EXCERPT TO READ »
Richard Drake, review of Bill Emmott, Good Italy, Bad Italy: Why Italy Must Conquer Its Demons to Face the Future (Yale University Press), The European Legacy, vol. 19, no. 7, December 2014, pp. 924-926; published online.
Good Italy, Bad Italy: Why Italy Must Conquer Its Demons to Face the Future. By Bill Emmott (New Haven, CT: Yale University Press, 2012), viii + 299 pp. $30.00 cloth.
Bill Emmott, a former editor-in-chief of The Economist, employs a literary conceit in his new book. He imagines himself in the role of Dante, who in his early-fourteenth-century Divine Comedy depicted the sins and sinners responsible for Italy’s moral and political ruin. Emmott self-deprecatingly recognizes that the comparison lacks credibility on the level of artistry. Nevertheless, throughout Good Italy, Bad Italy he invokes the spirit of Dante as the inspiration for his investigation of contemporary Italy.
Essentially, Emmott contends that Italy’s current economic plight, which makes it ‘the sick man of Europe’ with the potential to bring down the euro and the European Union itself, stems from the country’s failure to abide by the principles of free-market economics. In the debate over the merits of globalization, he is not quite a free-market fundamentalist. He identifies himself with would-be economic reformers: “many of us who have felt disappointed or disillusioned with our unstable, unequal, often short-sighted forms of capitalism have groped for alternatives” (184). The alternatives remain unspecified, but, in any case, he cannot envisage any desirable alternative to the economic model of free enterprise.

GIVEN PROBLEM 1 »
List every person named in the book review.

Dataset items
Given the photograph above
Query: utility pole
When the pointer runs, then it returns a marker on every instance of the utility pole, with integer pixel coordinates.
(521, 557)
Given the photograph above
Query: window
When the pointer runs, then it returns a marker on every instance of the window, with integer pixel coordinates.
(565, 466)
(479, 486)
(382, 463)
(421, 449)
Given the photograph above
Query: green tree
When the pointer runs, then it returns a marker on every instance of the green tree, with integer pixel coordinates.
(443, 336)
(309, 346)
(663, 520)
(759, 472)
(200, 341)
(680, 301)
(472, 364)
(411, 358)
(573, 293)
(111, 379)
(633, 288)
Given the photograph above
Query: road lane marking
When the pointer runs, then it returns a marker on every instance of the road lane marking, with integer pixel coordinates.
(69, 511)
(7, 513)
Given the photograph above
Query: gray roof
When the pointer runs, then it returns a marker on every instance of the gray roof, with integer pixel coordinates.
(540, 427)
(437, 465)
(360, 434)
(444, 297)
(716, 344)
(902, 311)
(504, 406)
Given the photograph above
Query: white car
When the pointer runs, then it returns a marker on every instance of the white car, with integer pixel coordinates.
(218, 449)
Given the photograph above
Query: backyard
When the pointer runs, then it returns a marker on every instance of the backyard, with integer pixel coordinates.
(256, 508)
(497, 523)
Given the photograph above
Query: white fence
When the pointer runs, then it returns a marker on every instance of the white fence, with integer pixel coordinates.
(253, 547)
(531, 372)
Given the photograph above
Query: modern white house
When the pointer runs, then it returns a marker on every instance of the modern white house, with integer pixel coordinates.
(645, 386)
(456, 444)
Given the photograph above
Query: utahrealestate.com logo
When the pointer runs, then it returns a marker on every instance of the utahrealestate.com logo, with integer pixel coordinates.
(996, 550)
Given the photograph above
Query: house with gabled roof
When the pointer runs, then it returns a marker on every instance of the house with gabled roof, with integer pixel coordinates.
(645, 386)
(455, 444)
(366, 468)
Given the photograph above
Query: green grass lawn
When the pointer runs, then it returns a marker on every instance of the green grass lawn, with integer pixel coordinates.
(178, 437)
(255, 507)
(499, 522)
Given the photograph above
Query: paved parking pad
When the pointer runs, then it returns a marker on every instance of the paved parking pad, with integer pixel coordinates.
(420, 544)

GIVEN PROBLEM 2 »
Filter the listing and copy out each line that contains the word "lane".

CORRECT OUTPUT 1 »
Richard Drake
Bill Emmott
Dante

CORRECT OUTPUT 2 »
Query: road lane marking
When the pointer runs, then it returns a marker on every instance of the road lane marking, with integer pixel coordinates.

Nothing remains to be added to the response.